→ **WHAT YOU WILL DO**
Reproduce the listing below exactly, except for its pictures.

....

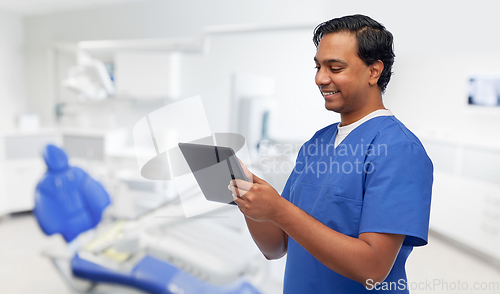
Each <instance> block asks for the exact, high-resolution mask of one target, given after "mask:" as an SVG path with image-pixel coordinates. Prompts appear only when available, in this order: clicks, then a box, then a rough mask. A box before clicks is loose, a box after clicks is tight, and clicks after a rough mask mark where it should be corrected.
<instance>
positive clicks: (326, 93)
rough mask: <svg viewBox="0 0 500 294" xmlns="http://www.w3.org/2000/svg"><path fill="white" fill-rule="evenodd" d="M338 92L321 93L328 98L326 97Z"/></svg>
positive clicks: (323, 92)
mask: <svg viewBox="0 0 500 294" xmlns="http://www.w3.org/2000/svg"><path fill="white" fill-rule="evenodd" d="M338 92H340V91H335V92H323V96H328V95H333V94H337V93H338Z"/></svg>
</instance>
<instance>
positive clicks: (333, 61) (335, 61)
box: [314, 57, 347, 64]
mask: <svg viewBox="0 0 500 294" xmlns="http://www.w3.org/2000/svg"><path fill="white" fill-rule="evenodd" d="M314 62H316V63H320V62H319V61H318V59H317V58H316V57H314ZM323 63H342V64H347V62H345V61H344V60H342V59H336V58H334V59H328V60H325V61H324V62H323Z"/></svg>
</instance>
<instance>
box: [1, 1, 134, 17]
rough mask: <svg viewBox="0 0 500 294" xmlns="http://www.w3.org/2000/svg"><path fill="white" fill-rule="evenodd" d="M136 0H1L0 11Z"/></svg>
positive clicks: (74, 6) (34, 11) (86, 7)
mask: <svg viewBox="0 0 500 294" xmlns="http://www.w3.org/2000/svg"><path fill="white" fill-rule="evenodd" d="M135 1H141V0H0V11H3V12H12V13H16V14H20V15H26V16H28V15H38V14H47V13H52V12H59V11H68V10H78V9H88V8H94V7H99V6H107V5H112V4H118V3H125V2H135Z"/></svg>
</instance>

....

→ **FINISHED TASK**
Each <instance> block asks for the exact, high-resolution mask of one target, given after "mask:" as an SVG path with image-pixel coordinates. Prompts appear only when available, in this order: clicks, then a box, then a rough mask. A box before clicks is loose, a box after clicks is tight, and clicks after a rough mask mark where it should be corrected.
<instance>
positive clicks: (326, 93)
rough mask: <svg viewBox="0 0 500 294" xmlns="http://www.w3.org/2000/svg"><path fill="white" fill-rule="evenodd" d="M338 92L321 93L328 98L326 97Z"/></svg>
positive clicks: (323, 92)
mask: <svg viewBox="0 0 500 294" xmlns="http://www.w3.org/2000/svg"><path fill="white" fill-rule="evenodd" d="M338 92H340V91H335V92H323V96H328V95H333V94H337V93H338Z"/></svg>
</instance>
<instance>
positive clicks: (333, 61) (335, 61)
box: [314, 57, 347, 64]
mask: <svg viewBox="0 0 500 294" xmlns="http://www.w3.org/2000/svg"><path fill="white" fill-rule="evenodd" d="M314 62H316V63H320V62H319V61H318V59H317V58H316V57H314ZM323 63H342V64H347V62H345V61H344V60H342V59H336V58H334V59H328V60H325V61H324V62H323Z"/></svg>
</instance>
<instance>
box: [1, 1, 134, 17]
rough mask: <svg viewBox="0 0 500 294" xmlns="http://www.w3.org/2000/svg"><path fill="white" fill-rule="evenodd" d="M136 0H1L0 11Z"/></svg>
positive clicks: (74, 6) (34, 11) (86, 7)
mask: <svg viewBox="0 0 500 294" xmlns="http://www.w3.org/2000/svg"><path fill="white" fill-rule="evenodd" d="M135 1H141V0H0V11H3V12H12V13H16V14H20V15H26V16H28V15H38V14H47V13H52V12H59V11H68V10H78V9H88V8H94V7H99V6H107V5H112V4H118V3H125V2H135Z"/></svg>
</instance>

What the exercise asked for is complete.